Directions for this task: Transcribe everything in the data word for word. Pictures are left out.

_ _ _

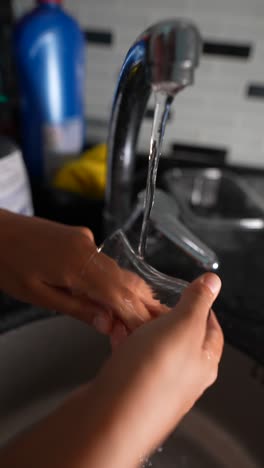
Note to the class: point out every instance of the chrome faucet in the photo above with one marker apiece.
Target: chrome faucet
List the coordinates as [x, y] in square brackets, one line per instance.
[163, 58]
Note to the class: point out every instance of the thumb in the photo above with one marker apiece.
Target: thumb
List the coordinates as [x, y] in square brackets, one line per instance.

_ _ _

Reply:
Note to the class: point out every instance of the chrome faucet in the photo above with one marker apiece.
Target: chrome faucet
List the coordinates as [x, y] in square brackets, one line per instance.
[163, 58]
Note to the class: point out every instance of the thumb in the photo above with one marker apiece.
Target: thumb
List the coordinates as [x, y] in square brackets, one line per instance.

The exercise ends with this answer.